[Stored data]
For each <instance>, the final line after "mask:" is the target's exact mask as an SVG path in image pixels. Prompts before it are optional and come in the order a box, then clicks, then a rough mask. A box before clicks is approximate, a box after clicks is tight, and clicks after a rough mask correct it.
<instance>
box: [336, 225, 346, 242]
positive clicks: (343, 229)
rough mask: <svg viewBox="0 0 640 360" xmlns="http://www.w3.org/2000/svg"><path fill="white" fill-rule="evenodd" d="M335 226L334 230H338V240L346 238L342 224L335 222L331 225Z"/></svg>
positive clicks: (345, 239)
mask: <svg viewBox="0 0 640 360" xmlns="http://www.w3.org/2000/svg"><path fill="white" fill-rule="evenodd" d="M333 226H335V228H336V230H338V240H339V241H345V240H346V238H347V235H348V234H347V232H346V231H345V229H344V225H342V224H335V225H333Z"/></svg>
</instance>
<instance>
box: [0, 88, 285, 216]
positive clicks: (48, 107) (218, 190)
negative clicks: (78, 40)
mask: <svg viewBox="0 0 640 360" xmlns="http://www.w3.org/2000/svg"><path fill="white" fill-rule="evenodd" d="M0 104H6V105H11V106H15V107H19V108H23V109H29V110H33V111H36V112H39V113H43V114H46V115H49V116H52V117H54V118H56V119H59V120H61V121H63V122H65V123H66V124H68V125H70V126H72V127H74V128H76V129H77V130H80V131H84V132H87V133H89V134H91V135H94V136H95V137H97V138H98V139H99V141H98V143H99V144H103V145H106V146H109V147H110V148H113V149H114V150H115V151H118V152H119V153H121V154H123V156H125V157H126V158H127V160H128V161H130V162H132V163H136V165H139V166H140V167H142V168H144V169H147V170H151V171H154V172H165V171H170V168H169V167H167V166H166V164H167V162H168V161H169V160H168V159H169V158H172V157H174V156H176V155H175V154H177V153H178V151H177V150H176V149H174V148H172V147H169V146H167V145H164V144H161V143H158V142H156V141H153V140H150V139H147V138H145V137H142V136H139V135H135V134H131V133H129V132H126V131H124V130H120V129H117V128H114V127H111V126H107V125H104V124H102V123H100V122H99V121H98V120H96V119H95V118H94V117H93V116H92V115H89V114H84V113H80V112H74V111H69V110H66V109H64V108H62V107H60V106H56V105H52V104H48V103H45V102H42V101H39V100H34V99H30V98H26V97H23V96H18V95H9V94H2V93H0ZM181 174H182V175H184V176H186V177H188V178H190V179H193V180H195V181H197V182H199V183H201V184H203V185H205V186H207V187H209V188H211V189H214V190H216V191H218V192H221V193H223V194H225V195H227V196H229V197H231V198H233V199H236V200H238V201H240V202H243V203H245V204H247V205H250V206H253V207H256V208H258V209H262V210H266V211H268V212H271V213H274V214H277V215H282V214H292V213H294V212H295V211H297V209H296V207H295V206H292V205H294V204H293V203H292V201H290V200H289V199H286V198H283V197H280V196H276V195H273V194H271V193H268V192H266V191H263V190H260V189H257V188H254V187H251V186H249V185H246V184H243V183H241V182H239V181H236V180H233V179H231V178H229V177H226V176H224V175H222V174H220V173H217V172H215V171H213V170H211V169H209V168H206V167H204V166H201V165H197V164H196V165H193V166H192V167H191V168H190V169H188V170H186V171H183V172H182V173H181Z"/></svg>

§ Brief:
Format all of the data above as a JSON list of strings, with one string per line and no entries for blank lines.

§ Solved problem:
[
  "For each <instance>, the final line after \"mask:\" is the target's exact mask as an SVG path in image pixels. Prompts before it are optional and come in the order a box, then clicks, then a rough mask. A box before clicks is approximate, a box after clicks is tight, and clicks after a rough mask correct it.",
  "<instance>",
  "box: [336, 225, 346, 242]",
  "positive clicks: (343, 229)",
  "rough mask: <svg viewBox=\"0 0 640 360\" xmlns=\"http://www.w3.org/2000/svg\"><path fill=\"white\" fill-rule=\"evenodd\" d=\"M335 226L334 230H338V240L346 238L342 224L335 222L331 225Z\"/></svg>",
  "positive clicks: (345, 239)",
  "mask: <svg viewBox=\"0 0 640 360\" xmlns=\"http://www.w3.org/2000/svg\"><path fill=\"white\" fill-rule=\"evenodd\" d=\"M333 226H335V228H336V230H338V240H339V241H345V240H346V238H347V235H348V234H347V232H346V231H345V229H344V225H342V224H335V225H333Z\"/></svg>",
  "</instance>",
  "<instance>",
  "box: [0, 88, 285, 216]",
  "positive clicks: (48, 107) (218, 190)",
  "negative clicks: (78, 40)",
  "mask: <svg viewBox=\"0 0 640 360\" xmlns=\"http://www.w3.org/2000/svg\"><path fill=\"white\" fill-rule=\"evenodd\" d=\"M0 104H6V105H11V106H15V107H19V108H23V109H29V110H33V111H36V112H39V113H43V114H46V115H49V116H52V117H54V118H56V119H59V120H61V121H63V122H65V123H66V124H68V125H70V126H72V127H74V128H76V129H77V130H80V131H84V132H87V133H89V134H91V135H94V136H95V137H97V138H98V139H99V141H98V143H99V144H103V145H106V146H109V147H110V148H113V149H114V150H115V151H118V152H119V153H121V154H123V156H125V157H126V158H127V160H128V161H130V162H132V163H136V165H139V166H140V167H142V168H144V169H147V170H151V171H154V172H165V171H170V168H169V167H167V166H166V164H167V162H168V161H169V160H168V159H169V158H172V157H174V156H176V155H175V154H177V153H178V151H177V150H176V149H174V148H172V147H169V146H167V145H164V144H161V143H158V142H156V141H153V140H150V139H147V138H145V137H142V136H139V135H135V134H131V133H129V132H126V131H124V130H120V129H117V128H114V127H111V126H107V125H104V124H102V123H100V122H99V121H98V120H96V119H95V118H94V117H93V116H92V115H89V114H84V113H80V112H74V111H69V110H66V109H64V108H62V107H60V106H56V105H52V104H48V103H45V102H42V101H39V100H34V99H30V98H26V97H23V96H18V95H9V94H2V93H0ZM181 174H182V175H184V176H186V177H188V178H190V179H193V180H195V181H197V182H199V183H201V184H203V185H205V186H207V187H209V188H211V189H214V190H216V191H218V192H221V193H223V194H225V195H227V196H229V197H231V198H233V199H236V200H238V201H240V202H243V203H245V204H247V205H250V206H253V207H256V208H258V209H262V210H266V211H268V212H271V213H274V214H277V215H282V214H292V213H294V212H295V211H297V209H296V207H295V206H292V205H294V204H293V203H292V201H290V200H289V199H286V198H283V197H280V196H276V195H273V194H271V193H268V192H266V191H263V190H260V189H257V188H254V187H251V186H249V185H246V184H243V183H241V182H239V181H236V180H233V179H231V178H229V177H226V176H224V175H222V174H220V173H217V172H215V171H213V170H211V169H209V168H206V167H204V166H201V165H197V164H196V165H193V166H192V167H191V168H190V169H188V170H186V171H183V172H182V173H181Z\"/></svg>"
]